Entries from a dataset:
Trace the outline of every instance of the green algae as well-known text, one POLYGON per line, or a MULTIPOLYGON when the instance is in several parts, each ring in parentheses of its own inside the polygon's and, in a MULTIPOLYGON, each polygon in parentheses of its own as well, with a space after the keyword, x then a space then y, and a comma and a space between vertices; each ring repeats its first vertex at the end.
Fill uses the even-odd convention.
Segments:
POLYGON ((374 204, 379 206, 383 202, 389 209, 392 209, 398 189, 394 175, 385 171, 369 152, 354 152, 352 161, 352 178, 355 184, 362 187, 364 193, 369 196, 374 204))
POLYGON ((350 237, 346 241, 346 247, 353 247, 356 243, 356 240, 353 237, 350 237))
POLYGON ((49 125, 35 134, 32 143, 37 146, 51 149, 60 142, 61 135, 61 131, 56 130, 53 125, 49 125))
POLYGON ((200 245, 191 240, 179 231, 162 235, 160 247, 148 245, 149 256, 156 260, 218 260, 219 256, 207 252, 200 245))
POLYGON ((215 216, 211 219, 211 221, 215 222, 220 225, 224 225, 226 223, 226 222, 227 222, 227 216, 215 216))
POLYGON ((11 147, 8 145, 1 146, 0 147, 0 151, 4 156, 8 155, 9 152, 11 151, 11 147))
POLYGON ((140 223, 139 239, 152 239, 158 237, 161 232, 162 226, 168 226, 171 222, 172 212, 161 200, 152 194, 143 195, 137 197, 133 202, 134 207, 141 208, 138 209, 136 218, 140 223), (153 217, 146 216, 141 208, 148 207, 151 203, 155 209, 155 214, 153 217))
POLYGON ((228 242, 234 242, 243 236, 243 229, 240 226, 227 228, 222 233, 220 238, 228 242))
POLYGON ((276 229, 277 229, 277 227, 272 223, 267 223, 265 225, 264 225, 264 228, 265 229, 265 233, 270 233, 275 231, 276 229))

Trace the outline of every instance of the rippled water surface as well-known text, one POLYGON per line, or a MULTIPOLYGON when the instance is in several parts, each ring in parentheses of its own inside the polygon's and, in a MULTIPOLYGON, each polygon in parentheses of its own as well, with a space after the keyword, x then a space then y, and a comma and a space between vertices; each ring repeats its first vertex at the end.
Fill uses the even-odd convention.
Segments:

THE TASK: Rewrite all of the data above, replacing each "Segments" with "Outlines" and leaving everything else unchanged.

RESPONSE FOR THIS EXERCISE:
Trace the outline of every instance of the green algae as well-known text, one POLYGON per line, or a MULTIPOLYGON when the instance is in several parts, each ring in parentheses of its own inside the polygon's and, in a MULTIPOLYGON, each polygon in parentheses of its own as well, with a space after the keyword, x then a space then y, and a comma and a space between vertices; each ring repeats its first vertex at the end.
Fill uses the even-odd convention.
Outlines:
POLYGON ((374 204, 379 206, 383 202, 389 209, 392 209, 398 189, 394 175, 385 171, 369 152, 354 152, 352 161, 352 178, 355 184, 362 187, 364 193, 369 196, 374 204))
POLYGON ((350 237, 346 241, 346 247, 353 247, 356 243, 356 240, 353 237, 350 237))
POLYGON ((49 125, 35 134, 32 143, 37 146, 51 149, 60 142, 61 135, 61 131, 56 130, 53 125, 49 125))
POLYGON ((200 245, 191 240, 179 231, 162 235, 160 247, 148 245, 149 256, 156 260, 218 260, 219 256, 207 252, 200 245))
POLYGON ((215 216, 211 219, 211 221, 215 222, 220 225, 224 225, 226 223, 226 222, 227 222, 227 216, 215 216))
POLYGON ((11 147, 8 145, 1 146, 0 147, 0 151, 4 156, 8 155, 9 152, 11 151, 11 147))
POLYGON ((140 223, 139 239, 152 239, 158 237, 161 232, 162 226, 168 226, 171 222, 172 212, 161 200, 152 194, 143 195, 137 197, 133 202, 134 207, 141 208, 138 209, 136 218, 140 223), (153 217, 146 216, 141 208, 148 207, 151 203, 155 209, 155 214, 153 217))
POLYGON ((228 242, 234 242, 243 236, 243 229, 240 226, 227 228, 222 233, 220 238, 228 242))
POLYGON ((276 229, 277 229, 277 227, 272 223, 267 223, 265 225, 264 225, 264 228, 265 229, 265 233, 270 233, 275 231, 276 229))

Trace the outline of every instance of the rippled water surface as well-known text, one POLYGON per line, or a MULTIPOLYGON when the instance is in several parts, each ring in parentheses of its own inside the polygon's and, in a MULTIPOLYGON, each polygon in parentheses of its own as well, with a space after the keyword, x then a space then y, and a comma and a space between vertices; each ring repeats its first vertex at the end.
Fill uses the even-odd convention.
Outlines:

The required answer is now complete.